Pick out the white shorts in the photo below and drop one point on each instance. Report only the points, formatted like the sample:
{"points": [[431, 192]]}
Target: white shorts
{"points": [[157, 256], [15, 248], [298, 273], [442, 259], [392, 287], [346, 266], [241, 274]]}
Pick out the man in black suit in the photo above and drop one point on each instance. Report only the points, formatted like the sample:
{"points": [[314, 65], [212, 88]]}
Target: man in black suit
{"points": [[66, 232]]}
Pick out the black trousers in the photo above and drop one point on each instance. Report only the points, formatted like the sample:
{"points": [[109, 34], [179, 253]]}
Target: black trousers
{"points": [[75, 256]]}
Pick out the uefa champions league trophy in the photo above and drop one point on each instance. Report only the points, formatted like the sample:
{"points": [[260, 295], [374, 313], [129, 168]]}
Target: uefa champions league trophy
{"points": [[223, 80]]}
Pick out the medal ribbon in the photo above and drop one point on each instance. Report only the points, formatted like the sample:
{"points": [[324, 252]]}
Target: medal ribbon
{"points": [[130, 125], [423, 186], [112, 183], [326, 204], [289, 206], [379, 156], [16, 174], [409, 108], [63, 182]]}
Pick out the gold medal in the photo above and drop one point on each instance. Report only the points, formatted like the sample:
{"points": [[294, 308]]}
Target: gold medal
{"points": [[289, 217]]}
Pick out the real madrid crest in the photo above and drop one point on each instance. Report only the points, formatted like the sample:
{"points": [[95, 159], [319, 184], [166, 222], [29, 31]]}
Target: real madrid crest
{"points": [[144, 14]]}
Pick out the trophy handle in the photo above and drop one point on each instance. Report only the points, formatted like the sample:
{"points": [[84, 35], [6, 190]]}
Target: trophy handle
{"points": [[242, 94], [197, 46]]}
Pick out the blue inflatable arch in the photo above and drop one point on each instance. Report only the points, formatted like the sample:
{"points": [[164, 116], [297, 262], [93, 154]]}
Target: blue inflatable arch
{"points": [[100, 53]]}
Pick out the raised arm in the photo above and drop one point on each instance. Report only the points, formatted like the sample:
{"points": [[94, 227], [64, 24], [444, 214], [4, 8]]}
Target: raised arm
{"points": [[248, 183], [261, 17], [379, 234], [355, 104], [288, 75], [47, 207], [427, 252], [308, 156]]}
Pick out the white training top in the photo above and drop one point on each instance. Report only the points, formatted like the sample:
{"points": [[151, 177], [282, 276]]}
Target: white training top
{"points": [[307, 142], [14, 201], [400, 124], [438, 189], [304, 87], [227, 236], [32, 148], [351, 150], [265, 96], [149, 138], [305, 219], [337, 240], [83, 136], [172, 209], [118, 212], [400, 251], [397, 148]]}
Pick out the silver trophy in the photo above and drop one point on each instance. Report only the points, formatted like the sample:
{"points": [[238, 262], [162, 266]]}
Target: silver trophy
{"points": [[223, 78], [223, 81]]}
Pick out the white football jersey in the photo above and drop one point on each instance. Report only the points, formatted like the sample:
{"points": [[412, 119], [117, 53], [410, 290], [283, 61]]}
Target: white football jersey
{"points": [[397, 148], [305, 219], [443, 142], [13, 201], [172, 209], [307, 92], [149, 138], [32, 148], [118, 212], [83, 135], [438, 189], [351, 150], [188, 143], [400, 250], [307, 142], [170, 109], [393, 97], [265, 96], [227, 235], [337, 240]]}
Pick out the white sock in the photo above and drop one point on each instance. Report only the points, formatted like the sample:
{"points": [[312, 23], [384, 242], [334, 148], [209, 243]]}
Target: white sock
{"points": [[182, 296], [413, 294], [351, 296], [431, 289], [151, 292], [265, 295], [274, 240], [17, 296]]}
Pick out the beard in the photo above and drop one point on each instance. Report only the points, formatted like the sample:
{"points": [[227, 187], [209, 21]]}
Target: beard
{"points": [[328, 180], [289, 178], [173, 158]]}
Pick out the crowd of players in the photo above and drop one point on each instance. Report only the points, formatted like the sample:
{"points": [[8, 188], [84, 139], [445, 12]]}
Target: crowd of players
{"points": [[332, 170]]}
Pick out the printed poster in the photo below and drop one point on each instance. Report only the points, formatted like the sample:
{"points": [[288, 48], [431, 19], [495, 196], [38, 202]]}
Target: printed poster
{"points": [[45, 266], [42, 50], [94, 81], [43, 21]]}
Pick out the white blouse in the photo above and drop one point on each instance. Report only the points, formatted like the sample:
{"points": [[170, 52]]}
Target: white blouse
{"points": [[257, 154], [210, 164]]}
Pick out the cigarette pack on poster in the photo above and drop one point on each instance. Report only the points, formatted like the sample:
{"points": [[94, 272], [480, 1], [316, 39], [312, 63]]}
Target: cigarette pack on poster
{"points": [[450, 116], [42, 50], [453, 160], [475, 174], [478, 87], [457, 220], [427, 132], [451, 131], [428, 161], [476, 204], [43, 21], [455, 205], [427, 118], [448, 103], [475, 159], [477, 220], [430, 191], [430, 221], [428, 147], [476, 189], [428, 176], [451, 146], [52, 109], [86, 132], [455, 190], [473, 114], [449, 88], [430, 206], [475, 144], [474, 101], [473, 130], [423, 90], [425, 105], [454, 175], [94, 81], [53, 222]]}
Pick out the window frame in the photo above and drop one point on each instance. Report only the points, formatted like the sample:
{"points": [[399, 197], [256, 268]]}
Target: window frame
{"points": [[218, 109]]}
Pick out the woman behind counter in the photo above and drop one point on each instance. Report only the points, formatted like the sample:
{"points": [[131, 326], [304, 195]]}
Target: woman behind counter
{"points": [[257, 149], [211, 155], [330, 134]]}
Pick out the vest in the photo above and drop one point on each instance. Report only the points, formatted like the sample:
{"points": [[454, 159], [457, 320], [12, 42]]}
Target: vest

• [Prompt] Copy every one of the records above word for word, leaving nothing out.

• [Reply to the task]
Pick out the white shorts in the photo below and drop one point on each instance. Report only the points, formatted like the sample:
{"points": [[431, 192]]}
Target: white shorts
{"points": [[157, 256], [15, 248], [298, 273], [442, 259], [392, 287], [346, 266], [241, 274]]}
Pick out the man in black suit in the photo above and drop one point on each instance. Report only the points, formatted like the sample:
{"points": [[314, 65], [212, 88]]}
Target: man in black suit
{"points": [[66, 232]]}
Pick out the black trousers in the photo above and drop one point on each instance. Report only the points, formatted like the sample:
{"points": [[109, 34], [179, 253]]}
Target: black trousers
{"points": [[75, 256]]}
Pick out the uefa champions league trophy in the photo above and drop one point on each instance. Report only the points, formatted like the sample:
{"points": [[260, 295], [374, 313], [129, 168]]}
Target: uefa champions league trophy
{"points": [[223, 80]]}
Pick out the medal ribbon in the photo above and drop one point on each instance. Report only the points, formatted like the sample:
{"points": [[324, 252]]}
Target: medal ribbon
{"points": [[130, 125], [423, 186], [112, 183], [326, 204], [289, 206], [379, 156], [16, 174], [409, 108], [63, 182]]}
Pick out the gold medal in the photo above and drop one point on each instance. Report only the points, formatted like the sample:
{"points": [[294, 308]]}
Target: gold medal
{"points": [[289, 217]]}
Pick out the real madrid crest in the photo above and drop one point on each instance. Report only the points, formatted like the sample:
{"points": [[95, 159], [319, 184], [166, 222], [29, 31]]}
Target: real madrid crest
{"points": [[144, 14]]}
Pick out the trophy handle in the photo above and drop one point on each instance. Report only the points, formatted like the sample:
{"points": [[84, 35], [6, 190]]}
Target: trophy handle
{"points": [[242, 94], [197, 46]]}
Pick out the blue inflatable arch in the photo above and drop one point on each instance. Report only the points, formatted like the sample:
{"points": [[164, 116], [297, 262], [93, 154]]}
Target: blue inflatable arch
{"points": [[100, 53]]}
Pick out the raised arm in the photo above and drop one point on each instance. Report only the points, formatted like the sample:
{"points": [[94, 227], [64, 24], [444, 214], [4, 8]]}
Target: raised arm
{"points": [[248, 183], [261, 17], [379, 234], [355, 104], [288, 75], [47, 207], [427, 252], [308, 156]]}
Pick out the white training top in the photo above and drop one point on each instance. Report only the points, formatted like the sample:
{"points": [[151, 177], [282, 276]]}
Target: white training top
{"points": [[307, 142], [14, 201], [400, 124], [438, 189], [304, 87], [227, 236], [32, 148], [351, 150], [265, 96], [149, 138], [305, 219], [337, 240], [83, 136], [172, 209], [118, 212], [400, 251], [397, 148]]}
Pick out the silver trophy in the photo above and drop one point on each instance. Report only the points, formatted like the sample:
{"points": [[238, 262], [162, 266]]}
Target: silver trophy
{"points": [[223, 78], [223, 81]]}
Pick out the white football jersey in the photo above and drop one point on each instance. Report only the points, formatted like the sample:
{"points": [[412, 119], [117, 53], [410, 290], [283, 61]]}
Target: white football jersey
{"points": [[397, 148], [305, 219], [443, 142], [13, 201], [172, 209], [307, 92], [149, 138], [32, 148], [118, 212], [83, 135], [438, 189], [351, 150], [188, 143], [400, 250], [307, 142], [170, 109], [393, 97], [265, 96], [227, 235], [337, 240]]}
Pick out the white sock in the photo above and drop one point on each instance. Report only the points, formatted like the sample:
{"points": [[312, 23], [384, 242], [334, 148], [209, 243]]}
Target: white sock
{"points": [[182, 296], [413, 294], [351, 296], [431, 289], [151, 292], [265, 295], [274, 240], [17, 296]]}
Pick out the beard in the photo above and drop one point on each instance. Report only the points, formatted like the sample:
{"points": [[227, 187], [209, 21]]}
Target: beard
{"points": [[328, 180], [289, 178], [173, 158]]}
Pick out the crowd of players in the photo above and drop one point on each instance. Report only the points, formatted like the sample:
{"points": [[8, 188], [84, 139], [445, 12]]}
Target: crowd of players
{"points": [[332, 170]]}
Pick out the printed poster in the photo below and drop one point on each instance. Report only the points, formatted like the sample:
{"points": [[288, 48], [431, 19], [495, 196], [38, 202]]}
Target: printed poster
{"points": [[45, 266], [42, 50], [94, 81], [43, 21]]}
Pick out the white blouse in the photo above and drop one point on each instance. Report only the points, formatted like the sample:
{"points": [[170, 52]]}
Target: white blouse
{"points": [[257, 154], [210, 164]]}
Pick out the cigarette pack on poster in the photo above and drop one point on each instance. Report only the points, formatted like the sample:
{"points": [[94, 272], [480, 1], [316, 39], [312, 63]]}
Target: cigarette pack on poster
{"points": [[450, 116], [42, 50], [453, 160], [475, 174], [478, 87], [457, 220], [427, 132], [451, 131], [428, 161], [476, 204], [43, 21], [455, 205], [427, 118], [448, 103], [475, 159], [477, 220], [430, 191], [430, 221], [428, 147], [476, 189], [428, 176], [451, 146], [52, 109], [86, 132], [455, 190], [473, 114], [449, 88], [430, 206], [475, 144], [474, 101], [473, 130], [423, 90], [425, 105], [454, 175], [94, 81], [53, 222]]}
Pick out the window frame in the photo above and drop one point on each instance. Report only the points, formatted like the sample:
{"points": [[399, 197], [256, 268]]}
Target: window frame
{"points": [[218, 109]]}
Pick out the woman behind counter in the photo above and drop one point on each instance. Report only the points, formatted like the sample:
{"points": [[131, 326], [304, 195]]}
Target: woman behind counter
{"points": [[257, 149], [211, 155], [330, 134]]}
Pick out the vest in the photo above and drop one point on each instance. Report only the points, formatted like the sample:
{"points": [[454, 159], [457, 320], [12, 42]]}
Target: vest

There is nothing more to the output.